(Written request): Add 92 to every coordinate in the answers, and write out again the stretch of lines from the one containing "point: soil surface" through the one containing "point(619, 319)", requests included. Leave every other number unchanged and give only those lines.

(Supplied material):
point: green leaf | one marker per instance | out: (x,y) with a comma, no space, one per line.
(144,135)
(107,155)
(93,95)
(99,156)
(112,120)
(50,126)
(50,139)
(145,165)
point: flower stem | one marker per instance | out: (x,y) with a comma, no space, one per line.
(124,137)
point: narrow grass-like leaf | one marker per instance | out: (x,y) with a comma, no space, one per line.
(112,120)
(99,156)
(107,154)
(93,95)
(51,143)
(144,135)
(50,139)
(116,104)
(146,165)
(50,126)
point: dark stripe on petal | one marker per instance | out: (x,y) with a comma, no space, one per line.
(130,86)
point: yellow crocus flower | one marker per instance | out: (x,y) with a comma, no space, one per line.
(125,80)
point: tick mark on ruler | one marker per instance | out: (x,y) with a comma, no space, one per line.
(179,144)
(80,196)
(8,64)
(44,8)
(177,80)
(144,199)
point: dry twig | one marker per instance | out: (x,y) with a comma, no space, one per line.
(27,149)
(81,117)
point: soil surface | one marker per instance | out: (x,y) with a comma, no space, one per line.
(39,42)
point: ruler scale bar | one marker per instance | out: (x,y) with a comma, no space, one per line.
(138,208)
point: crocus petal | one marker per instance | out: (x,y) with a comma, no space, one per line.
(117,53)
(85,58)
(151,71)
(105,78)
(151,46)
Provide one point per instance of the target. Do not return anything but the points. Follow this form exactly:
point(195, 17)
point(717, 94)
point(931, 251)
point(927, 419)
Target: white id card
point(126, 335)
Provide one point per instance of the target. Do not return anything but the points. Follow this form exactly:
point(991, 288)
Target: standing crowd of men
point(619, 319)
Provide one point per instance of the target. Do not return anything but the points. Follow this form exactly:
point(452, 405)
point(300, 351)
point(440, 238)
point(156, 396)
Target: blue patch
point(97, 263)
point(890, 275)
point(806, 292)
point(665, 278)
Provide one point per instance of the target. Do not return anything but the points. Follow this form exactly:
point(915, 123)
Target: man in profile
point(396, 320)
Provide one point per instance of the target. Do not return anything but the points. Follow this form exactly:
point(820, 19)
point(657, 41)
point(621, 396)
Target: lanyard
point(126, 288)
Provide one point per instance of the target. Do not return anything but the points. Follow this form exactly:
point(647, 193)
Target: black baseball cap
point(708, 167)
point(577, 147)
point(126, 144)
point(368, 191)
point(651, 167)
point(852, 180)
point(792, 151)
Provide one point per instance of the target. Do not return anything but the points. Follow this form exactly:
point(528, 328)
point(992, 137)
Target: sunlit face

(Answer below):
point: soil surface | one marker per instance | out: (x,y) with a comma, no space, one per line.
(131,134)
point: ruler scale bar | one marker per instance | out: (x,y) with a comma, no space, one per line.
(230,300)
point: crocus petal | one marker per instance | out: (x,y) with a comma, no space, one per line.
(209,145)
(177,150)
(243,163)
(197,170)
(243,138)
Provide one point per instance of the target. Do not return anything but the points. Follow this form exactly:
point(195, 17)
point(717, 94)
point(931, 251)
point(927, 419)
Target: white id card
point(218, 427)
Provide one point per instance of the target. Do not return anything but the points. Follow this form exactly:
point(991, 288)
Target: standing crowd of men
point(711, 411)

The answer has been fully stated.